**Task prompt**
From the records below, pick out every line containing the word "white" and copy each one. Case counts.

[Stored data entries]
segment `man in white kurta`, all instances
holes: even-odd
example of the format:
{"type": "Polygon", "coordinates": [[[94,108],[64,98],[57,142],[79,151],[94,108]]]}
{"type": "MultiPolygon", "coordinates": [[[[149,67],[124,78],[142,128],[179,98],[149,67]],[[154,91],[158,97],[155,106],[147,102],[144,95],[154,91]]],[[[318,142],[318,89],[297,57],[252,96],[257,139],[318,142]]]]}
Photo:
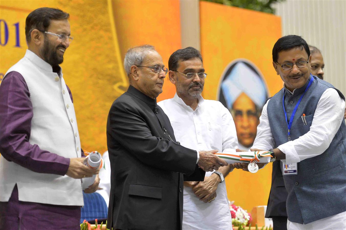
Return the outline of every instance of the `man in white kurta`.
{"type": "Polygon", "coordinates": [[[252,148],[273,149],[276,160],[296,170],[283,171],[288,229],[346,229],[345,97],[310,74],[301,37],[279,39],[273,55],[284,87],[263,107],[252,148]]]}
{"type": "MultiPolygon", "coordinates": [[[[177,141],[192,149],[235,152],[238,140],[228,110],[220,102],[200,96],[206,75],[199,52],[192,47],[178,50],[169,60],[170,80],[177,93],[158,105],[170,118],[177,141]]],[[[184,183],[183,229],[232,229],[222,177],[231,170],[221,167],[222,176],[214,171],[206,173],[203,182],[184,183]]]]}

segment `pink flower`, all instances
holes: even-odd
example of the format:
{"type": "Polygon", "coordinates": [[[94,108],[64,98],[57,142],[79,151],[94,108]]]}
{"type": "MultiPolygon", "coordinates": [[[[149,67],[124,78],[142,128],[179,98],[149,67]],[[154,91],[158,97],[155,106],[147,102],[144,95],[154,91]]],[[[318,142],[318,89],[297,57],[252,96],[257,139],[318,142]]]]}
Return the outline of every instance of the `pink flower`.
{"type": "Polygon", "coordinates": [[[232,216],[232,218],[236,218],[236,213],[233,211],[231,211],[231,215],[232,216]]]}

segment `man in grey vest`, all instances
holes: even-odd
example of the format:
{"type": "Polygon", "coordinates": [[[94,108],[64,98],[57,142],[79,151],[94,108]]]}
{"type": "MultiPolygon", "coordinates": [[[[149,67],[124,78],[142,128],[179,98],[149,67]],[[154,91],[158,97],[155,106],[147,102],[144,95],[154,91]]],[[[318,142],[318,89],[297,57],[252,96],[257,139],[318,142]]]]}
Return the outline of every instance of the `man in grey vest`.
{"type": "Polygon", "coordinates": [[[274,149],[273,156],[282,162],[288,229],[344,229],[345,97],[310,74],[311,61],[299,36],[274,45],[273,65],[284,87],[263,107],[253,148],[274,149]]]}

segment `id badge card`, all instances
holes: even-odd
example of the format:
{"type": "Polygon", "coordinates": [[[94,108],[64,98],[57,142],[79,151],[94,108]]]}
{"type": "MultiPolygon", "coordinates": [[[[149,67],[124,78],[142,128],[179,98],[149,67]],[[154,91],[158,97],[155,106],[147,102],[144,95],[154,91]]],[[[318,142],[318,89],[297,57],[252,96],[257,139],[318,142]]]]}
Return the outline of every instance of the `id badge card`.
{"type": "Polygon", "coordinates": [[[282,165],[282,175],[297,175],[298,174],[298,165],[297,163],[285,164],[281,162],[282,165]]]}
---
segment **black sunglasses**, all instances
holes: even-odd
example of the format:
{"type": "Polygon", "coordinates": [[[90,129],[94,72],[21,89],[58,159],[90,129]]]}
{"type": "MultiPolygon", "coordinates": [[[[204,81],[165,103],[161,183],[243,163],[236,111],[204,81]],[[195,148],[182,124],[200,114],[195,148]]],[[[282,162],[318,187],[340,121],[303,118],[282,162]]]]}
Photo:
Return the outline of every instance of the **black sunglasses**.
--
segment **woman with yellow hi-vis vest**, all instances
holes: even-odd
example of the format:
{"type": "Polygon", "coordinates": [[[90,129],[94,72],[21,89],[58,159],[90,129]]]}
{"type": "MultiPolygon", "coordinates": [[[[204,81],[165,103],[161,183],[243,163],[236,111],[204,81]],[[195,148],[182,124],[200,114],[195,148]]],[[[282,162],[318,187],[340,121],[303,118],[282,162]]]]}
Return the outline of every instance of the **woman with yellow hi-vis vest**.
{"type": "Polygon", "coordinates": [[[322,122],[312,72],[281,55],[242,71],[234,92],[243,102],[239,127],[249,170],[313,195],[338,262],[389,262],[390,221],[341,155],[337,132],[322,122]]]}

**Answer to this exercise**
segment `man in white kurta`, all instances
Return the outline of every instance of the `man in white kurta`.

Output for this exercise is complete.